Фрагмент текста >>
· · · ·

Живая память

"ЧТО ЗА ЧУДО - РУССКИЙ МУЖИК!"

Шукшин глазами брата

Иван Петрович Попов - троюродный брат Василия Макаровича Шукшина. Дома их родителей стояли в Сростках на одной улице. После окончания средней школы Попов поступил на факультет живописи Киевского художественного института. Первая серьезная работа Попова "Сестра" экспонировалась на различных выставках, неоднократно воспроизводилась в печати. Но только в Сибири, в Новосибирске, Попов стал известным, интересным художником. Иван Петрович не раз демонстрировал землякам и с легкой руки дарил свои картины в мемориальный музей Шукшина. На одном из портретов Василий Макарович запечатлен в профиль, на другом он - на горе Бекет, в третьем - во весь рост у своих любимых березок. Из всей своей многочисленной родни - ближней и дальней - Попов был как-то по-особенному близок Шукшину. Об этом говорят и многочисленные письма режиссера и писателя к брату, напечатанные в разных изданиях. Их роднили общие взгляды на жизнь, искусство, нравственные ценности. Наш корреспондент побывал в гостях у Ивана Попова и записал его воспоминания.

- Когда мы были совсем маленькими - собирались на горках группами. На этих горках, в лунках, мы ожидали матерей, когда они придут за нами с работы. Бывало, заснешь, а просыпаешься уже дома, в теплой постельке. Время было тяжкое. В нашей деревне мужиков практически не было. Весь воз тянули на себе бабы. У меня отец умер от тифа. А у Василия его отца, Макара, забрало ГПУ, по подложному обвинению, и где-то под Барнаулом его расстреляли. Мать Васи переписала его фамилию с Шукшина на Попова. Под этой фамилией он и в школе, и в техникуме проучился, а фамилию возвратил, когда отца реабилитировали. 
Вася был забавный мальчонка: маленький, плотненький, неразговорчивый, но иногда что-нибудь такое сморозит - прямо не в бровь, а в глаз. Мы, мальчишки, были просто в восторге! Фантазия у него уже тогда била ключом. Васятка Макаркин - так его звали все наши деревенские. Уже в то время он был страстным книгочеем, и не менее страстным "киношником".
В деревне нашей жил дядя Боря Попов, киномеханик, который обслуживал все окрестные села. А вот транспорта, чтобы возить аппаратуру, у него не было. А мы с Васей у него подрядились быть разведчиками. Дядя Боря нам давал подзорную трубу, мы шли на гору, смотрели на Чуйский тракт и, как только какая машина появится - бегом к киномеханику. Еще одно яркое воспоминание детства - Чуйский тракт, пролегавший рядом с нашей деревней. В те годы, особенно в конце 30-х, по тракту гнали арестантов. Машин тогда было мало, так что они, бедненькие, даже зимой ходили многие сотни километров пешком, впрочем, как и конвоиры. Зимой заключенные шли в фуфайках, с голыми шеями, без рукавиц и в худых арестантских ботиночках. До сих пор у меня в ушах - скрип этих ботинок по Чуйскому тракту... Долго-долго они шли... Гнали мимо и гужевые обозы. Они часто останавливались под нашими окнами и просились заночевать. Мать пускала. Путники что-то платили за постой. Этим и перебивались. Позже, на съемках фильма "Живет такой парень" Василий признался мне, что еще с тех, детских пор, у него была мечта увековечить Чуйский тракт. Он и сделал его известным на всю страну в своем фильме.

· · · ·

Задание 1 >> Найдите в записях все строки, где встречается слово "headband", и перепишите каждую из них целиком, учитывая регистр букв.

· · · ·

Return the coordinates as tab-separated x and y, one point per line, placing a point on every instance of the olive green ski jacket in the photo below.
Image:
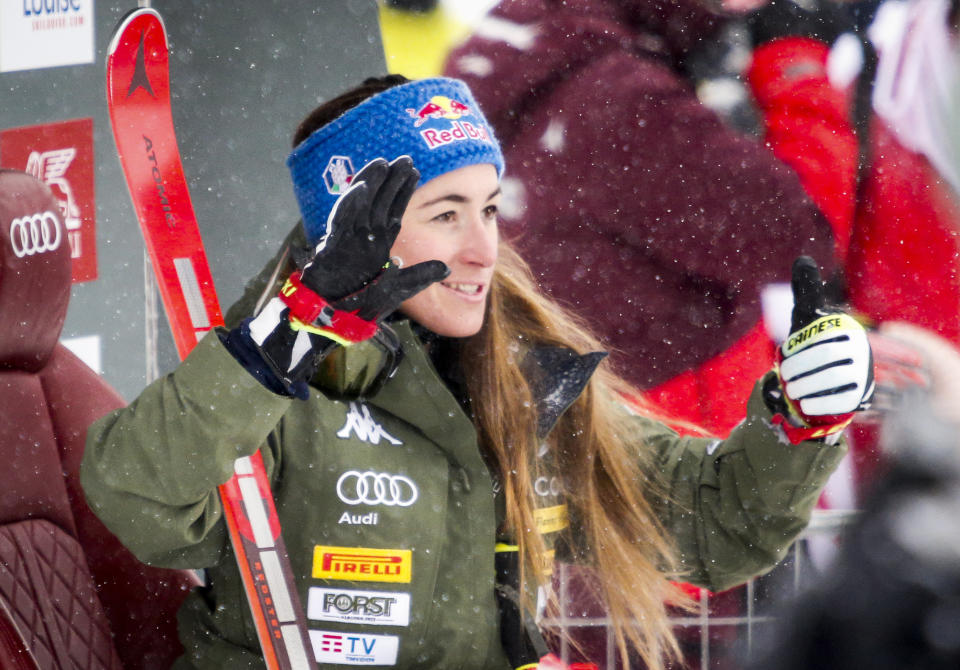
400	476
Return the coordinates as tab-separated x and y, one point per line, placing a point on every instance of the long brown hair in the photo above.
609	478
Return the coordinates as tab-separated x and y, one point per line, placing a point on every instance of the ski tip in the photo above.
125	22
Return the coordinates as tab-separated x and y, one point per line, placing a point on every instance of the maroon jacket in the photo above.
640	208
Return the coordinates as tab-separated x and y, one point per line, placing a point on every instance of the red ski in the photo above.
138	95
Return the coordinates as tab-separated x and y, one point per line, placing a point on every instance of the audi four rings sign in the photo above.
35	234
376	488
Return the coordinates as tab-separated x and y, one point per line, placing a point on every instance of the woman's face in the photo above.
452	218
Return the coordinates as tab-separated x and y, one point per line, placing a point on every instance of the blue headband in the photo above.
434	121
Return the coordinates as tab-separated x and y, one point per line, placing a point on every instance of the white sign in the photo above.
45	33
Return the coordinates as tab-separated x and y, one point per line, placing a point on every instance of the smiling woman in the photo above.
411	393
453	218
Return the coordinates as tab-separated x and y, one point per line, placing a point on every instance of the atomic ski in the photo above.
138	95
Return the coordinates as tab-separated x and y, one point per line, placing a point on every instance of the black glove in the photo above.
350	283
824	21
825	367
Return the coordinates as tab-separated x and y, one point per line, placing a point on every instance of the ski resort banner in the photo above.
61	155
45	33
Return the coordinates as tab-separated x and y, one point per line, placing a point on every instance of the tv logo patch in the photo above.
354	648
374	608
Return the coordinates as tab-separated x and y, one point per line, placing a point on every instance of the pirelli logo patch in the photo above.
833	325
359	564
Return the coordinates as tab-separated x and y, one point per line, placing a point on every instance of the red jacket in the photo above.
639	207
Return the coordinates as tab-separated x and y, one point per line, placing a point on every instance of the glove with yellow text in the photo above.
825	366
349	285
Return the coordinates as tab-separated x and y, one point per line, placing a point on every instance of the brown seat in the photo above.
71	596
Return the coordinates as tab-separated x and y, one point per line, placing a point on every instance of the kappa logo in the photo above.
354	648
360	423
374	608
51	167
361	564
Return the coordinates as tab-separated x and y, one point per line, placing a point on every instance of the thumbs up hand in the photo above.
825	367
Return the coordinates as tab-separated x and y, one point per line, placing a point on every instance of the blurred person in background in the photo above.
617	171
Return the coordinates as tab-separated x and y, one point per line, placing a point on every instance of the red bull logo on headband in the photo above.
439	107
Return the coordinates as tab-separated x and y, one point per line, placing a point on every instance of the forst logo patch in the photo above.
360	564
453	126
354	648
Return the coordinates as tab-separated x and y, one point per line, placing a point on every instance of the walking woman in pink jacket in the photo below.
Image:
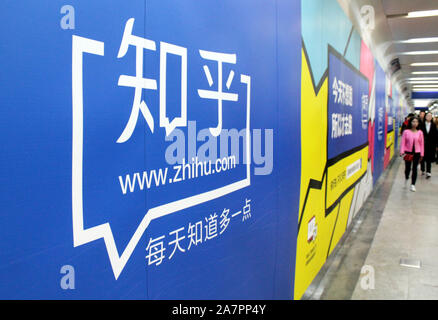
412	148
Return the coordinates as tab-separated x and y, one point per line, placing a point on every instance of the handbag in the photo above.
409	157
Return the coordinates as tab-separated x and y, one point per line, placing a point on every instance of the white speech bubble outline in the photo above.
82	236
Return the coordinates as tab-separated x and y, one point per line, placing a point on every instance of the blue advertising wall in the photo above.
90	115
347	107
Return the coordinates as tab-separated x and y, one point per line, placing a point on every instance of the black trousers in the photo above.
414	165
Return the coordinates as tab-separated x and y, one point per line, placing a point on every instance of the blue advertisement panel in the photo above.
143	149
347	106
379	128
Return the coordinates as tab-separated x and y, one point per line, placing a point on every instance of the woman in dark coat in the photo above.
430	134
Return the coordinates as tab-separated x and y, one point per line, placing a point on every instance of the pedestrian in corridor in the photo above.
412	149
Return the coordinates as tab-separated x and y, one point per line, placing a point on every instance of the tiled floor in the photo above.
395	223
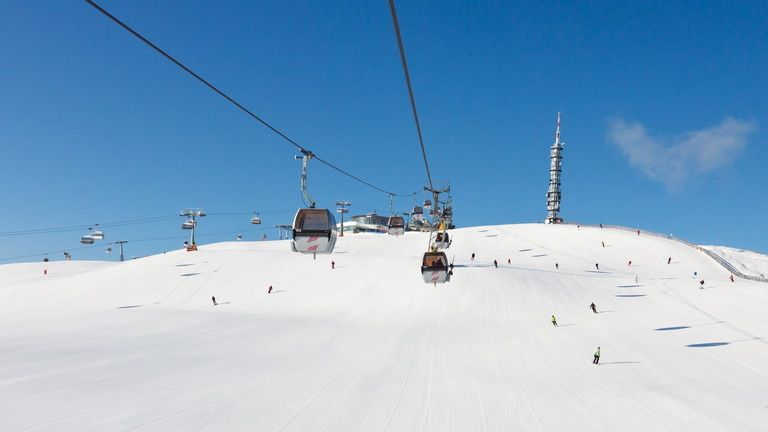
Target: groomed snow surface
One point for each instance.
(369, 347)
(748, 262)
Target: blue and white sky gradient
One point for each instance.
(664, 114)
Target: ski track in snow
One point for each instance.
(368, 346)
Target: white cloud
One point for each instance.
(673, 160)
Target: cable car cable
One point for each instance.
(227, 97)
(407, 74)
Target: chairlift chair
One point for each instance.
(97, 234)
(314, 231)
(434, 268)
(417, 214)
(442, 240)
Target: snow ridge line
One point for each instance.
(720, 260)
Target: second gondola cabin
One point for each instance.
(396, 225)
(314, 231)
(434, 268)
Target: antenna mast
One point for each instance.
(555, 169)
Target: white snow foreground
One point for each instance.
(369, 347)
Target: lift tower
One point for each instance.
(555, 169)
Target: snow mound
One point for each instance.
(748, 262)
(368, 346)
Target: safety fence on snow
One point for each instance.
(720, 260)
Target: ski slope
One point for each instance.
(369, 347)
(748, 262)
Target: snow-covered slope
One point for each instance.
(369, 347)
(748, 262)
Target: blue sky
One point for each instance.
(664, 114)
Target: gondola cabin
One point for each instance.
(314, 231)
(396, 225)
(442, 241)
(434, 268)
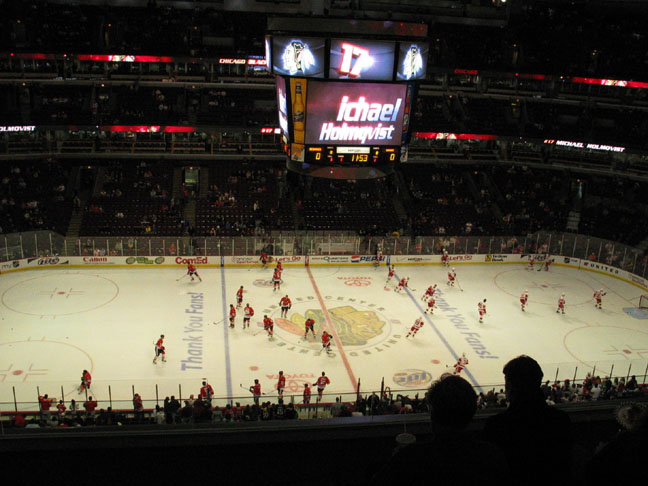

· · · ·

Задание 2 >> Согласно тексту, на какой факультет поступил Иван Петрович Попов после окончания средней школы?

Ответ 1 >>
Return the coordinates as tab-separated x and y, one point per line, placing a point on every instance of the blue headband in the photo above.
Return the coordinates as tab-separated x and y, one point per line, placing a point on every instance of the red bull logo on headband in the photo above.

Ответ 2 >> На факультет живописи Киевского художественного института.